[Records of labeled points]
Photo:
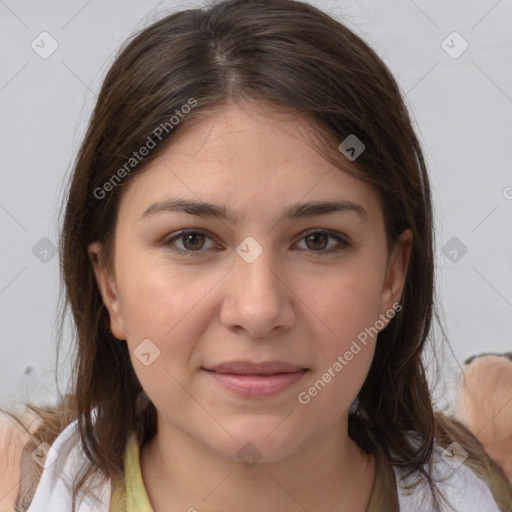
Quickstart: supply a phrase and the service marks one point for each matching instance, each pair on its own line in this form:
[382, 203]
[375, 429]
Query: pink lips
[256, 380]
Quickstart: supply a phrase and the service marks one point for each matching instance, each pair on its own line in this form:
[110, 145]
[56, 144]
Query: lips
[240, 367]
[256, 380]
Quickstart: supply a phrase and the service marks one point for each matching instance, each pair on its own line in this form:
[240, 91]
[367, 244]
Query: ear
[107, 286]
[397, 271]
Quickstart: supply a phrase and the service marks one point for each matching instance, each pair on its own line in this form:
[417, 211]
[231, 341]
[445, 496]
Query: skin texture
[485, 407]
[293, 303]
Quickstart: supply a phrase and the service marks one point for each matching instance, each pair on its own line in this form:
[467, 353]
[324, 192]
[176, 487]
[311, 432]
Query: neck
[329, 474]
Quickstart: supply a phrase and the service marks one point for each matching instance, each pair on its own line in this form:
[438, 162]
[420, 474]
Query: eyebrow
[295, 211]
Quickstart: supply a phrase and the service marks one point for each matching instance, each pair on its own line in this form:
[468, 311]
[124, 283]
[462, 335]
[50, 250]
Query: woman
[248, 257]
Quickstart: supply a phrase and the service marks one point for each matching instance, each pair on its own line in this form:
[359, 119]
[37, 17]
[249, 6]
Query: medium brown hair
[292, 55]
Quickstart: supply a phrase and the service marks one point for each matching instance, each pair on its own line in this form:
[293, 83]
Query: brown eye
[317, 241]
[193, 241]
[189, 243]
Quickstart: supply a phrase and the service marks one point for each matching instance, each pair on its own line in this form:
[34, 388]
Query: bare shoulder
[12, 440]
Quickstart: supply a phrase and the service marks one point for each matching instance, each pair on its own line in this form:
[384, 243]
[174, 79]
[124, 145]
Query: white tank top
[464, 490]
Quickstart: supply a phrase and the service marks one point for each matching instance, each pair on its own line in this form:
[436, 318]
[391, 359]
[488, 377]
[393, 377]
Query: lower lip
[256, 386]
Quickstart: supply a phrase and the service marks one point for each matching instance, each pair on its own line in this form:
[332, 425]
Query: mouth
[256, 380]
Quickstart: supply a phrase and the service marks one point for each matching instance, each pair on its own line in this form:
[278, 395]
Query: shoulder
[13, 438]
[462, 488]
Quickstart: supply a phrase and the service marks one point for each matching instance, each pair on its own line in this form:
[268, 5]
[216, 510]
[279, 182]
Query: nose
[257, 298]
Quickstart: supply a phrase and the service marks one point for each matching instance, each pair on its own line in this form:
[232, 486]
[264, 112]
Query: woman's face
[265, 283]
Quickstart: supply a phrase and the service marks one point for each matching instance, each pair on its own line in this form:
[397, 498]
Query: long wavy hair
[290, 54]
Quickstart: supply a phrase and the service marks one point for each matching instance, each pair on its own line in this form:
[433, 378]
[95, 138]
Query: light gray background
[462, 109]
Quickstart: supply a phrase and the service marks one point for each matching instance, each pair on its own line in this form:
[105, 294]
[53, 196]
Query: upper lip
[241, 367]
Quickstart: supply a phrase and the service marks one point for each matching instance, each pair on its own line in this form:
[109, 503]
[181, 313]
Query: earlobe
[108, 290]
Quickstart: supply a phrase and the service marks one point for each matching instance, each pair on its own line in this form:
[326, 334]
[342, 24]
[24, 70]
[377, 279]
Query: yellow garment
[131, 495]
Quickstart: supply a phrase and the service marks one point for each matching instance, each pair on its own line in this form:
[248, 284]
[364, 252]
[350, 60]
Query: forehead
[247, 158]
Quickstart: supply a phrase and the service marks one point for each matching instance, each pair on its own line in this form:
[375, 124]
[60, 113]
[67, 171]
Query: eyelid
[342, 239]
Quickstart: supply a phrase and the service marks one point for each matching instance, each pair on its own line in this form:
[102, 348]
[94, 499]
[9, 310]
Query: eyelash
[168, 243]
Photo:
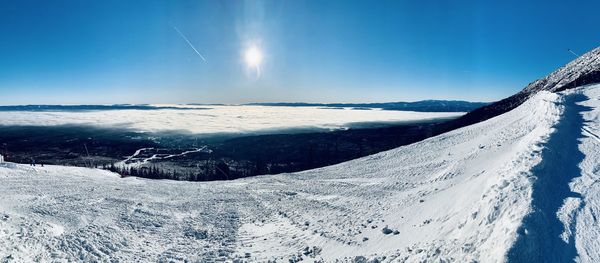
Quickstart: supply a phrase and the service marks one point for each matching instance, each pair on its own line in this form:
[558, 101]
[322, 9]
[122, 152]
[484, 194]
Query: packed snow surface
[219, 119]
[489, 192]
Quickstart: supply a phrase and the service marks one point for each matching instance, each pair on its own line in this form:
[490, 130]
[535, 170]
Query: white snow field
[522, 186]
[220, 119]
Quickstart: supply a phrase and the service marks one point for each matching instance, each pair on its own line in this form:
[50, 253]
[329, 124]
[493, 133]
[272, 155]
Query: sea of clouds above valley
[219, 119]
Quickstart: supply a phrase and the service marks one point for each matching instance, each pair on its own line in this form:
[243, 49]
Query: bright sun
[253, 57]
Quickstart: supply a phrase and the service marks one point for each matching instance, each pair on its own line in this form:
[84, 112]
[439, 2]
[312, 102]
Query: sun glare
[253, 57]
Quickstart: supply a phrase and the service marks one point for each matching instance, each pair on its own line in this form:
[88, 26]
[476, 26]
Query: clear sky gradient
[105, 52]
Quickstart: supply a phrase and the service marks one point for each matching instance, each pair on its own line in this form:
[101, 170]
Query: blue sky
[104, 52]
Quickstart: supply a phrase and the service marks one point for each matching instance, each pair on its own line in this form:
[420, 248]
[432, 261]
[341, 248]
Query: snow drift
[521, 186]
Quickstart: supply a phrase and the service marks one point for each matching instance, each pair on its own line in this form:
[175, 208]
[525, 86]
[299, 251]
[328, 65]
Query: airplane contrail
[189, 43]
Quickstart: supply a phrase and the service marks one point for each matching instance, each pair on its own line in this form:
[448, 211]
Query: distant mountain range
[421, 106]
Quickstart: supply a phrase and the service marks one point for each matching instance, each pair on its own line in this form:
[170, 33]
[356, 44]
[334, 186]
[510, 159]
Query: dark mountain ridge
[584, 70]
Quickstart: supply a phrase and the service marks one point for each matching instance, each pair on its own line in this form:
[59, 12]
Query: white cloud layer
[219, 119]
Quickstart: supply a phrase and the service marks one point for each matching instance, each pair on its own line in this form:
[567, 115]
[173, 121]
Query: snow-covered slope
[469, 194]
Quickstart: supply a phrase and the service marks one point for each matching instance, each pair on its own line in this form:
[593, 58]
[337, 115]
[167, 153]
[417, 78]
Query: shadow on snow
[539, 237]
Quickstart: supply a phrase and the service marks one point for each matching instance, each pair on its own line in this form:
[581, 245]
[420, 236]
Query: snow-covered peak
[583, 70]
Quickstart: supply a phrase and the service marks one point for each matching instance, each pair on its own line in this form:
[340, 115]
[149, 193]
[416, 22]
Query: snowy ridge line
[458, 197]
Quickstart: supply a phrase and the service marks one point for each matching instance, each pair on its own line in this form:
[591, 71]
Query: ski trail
[546, 234]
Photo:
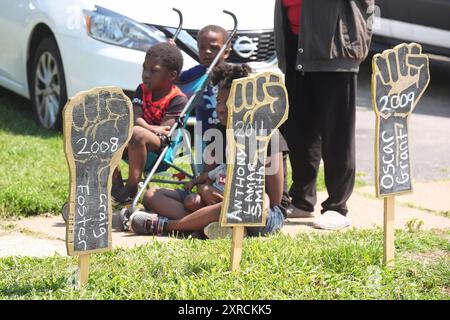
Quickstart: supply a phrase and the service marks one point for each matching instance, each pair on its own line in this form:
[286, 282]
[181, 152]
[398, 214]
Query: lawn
[339, 265]
[33, 169]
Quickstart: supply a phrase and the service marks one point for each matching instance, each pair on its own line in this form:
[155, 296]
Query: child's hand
[171, 42]
[211, 198]
[189, 185]
[164, 130]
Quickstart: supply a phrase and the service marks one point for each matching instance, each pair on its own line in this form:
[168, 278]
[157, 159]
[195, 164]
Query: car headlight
[110, 27]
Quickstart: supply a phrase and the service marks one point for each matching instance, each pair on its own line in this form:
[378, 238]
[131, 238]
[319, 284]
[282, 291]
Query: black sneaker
[120, 195]
[142, 222]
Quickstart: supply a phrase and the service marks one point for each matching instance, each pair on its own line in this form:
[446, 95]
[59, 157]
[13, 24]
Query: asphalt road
[429, 126]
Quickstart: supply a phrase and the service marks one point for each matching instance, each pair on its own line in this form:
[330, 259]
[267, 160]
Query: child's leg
[165, 202]
[142, 142]
[197, 220]
[193, 202]
[117, 177]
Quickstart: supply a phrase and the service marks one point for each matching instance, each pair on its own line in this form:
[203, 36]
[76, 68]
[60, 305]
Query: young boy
[171, 214]
[210, 184]
[210, 40]
[156, 106]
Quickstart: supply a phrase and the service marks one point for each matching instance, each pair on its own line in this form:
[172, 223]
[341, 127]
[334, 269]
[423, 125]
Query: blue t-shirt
[205, 111]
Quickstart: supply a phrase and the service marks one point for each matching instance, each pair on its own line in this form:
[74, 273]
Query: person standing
[320, 45]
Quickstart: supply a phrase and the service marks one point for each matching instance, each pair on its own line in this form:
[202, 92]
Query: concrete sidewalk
[45, 235]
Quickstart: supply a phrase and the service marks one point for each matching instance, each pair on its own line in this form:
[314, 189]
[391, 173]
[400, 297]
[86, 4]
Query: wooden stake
[83, 267]
[236, 247]
[389, 229]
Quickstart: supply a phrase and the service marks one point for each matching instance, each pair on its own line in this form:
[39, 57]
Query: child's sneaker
[120, 195]
[142, 222]
[332, 220]
[215, 231]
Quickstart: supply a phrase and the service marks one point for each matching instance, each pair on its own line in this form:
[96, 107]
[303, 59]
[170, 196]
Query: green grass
[33, 170]
[34, 176]
[339, 265]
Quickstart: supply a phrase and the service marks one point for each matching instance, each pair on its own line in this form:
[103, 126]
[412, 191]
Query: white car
[50, 50]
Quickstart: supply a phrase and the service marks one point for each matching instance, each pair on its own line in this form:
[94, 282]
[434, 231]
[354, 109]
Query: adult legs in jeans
[303, 137]
[321, 124]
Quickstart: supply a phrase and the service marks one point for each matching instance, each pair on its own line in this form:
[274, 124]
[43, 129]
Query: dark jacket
[334, 35]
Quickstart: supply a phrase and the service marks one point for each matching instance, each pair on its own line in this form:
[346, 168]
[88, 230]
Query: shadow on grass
[16, 116]
[33, 288]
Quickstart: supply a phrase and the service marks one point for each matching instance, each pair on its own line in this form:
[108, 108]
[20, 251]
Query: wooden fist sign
[256, 107]
[97, 126]
[399, 79]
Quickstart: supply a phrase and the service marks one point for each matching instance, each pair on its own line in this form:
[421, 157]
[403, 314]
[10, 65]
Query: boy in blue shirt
[210, 40]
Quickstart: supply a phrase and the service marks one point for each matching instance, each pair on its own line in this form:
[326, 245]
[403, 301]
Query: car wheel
[48, 85]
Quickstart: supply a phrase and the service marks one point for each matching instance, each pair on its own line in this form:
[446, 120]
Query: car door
[424, 21]
[13, 42]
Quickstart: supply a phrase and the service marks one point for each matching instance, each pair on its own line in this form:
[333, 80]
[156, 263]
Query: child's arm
[172, 113]
[201, 179]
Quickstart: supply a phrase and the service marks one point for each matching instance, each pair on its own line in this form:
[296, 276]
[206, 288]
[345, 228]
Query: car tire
[48, 91]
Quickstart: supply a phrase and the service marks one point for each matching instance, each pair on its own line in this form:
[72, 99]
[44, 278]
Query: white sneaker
[294, 212]
[332, 220]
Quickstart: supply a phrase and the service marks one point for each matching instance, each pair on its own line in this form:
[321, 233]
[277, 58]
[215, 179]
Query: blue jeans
[274, 222]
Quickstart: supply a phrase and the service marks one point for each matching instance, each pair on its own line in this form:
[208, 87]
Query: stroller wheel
[65, 211]
[124, 216]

> Exercise:
Find each line in the material above that contains the word "shirt" and copy those lines. Treat uppercase and lowercase letters as different.

> Full answer:
Query: blue t-shirt
Query: boy in blue shirt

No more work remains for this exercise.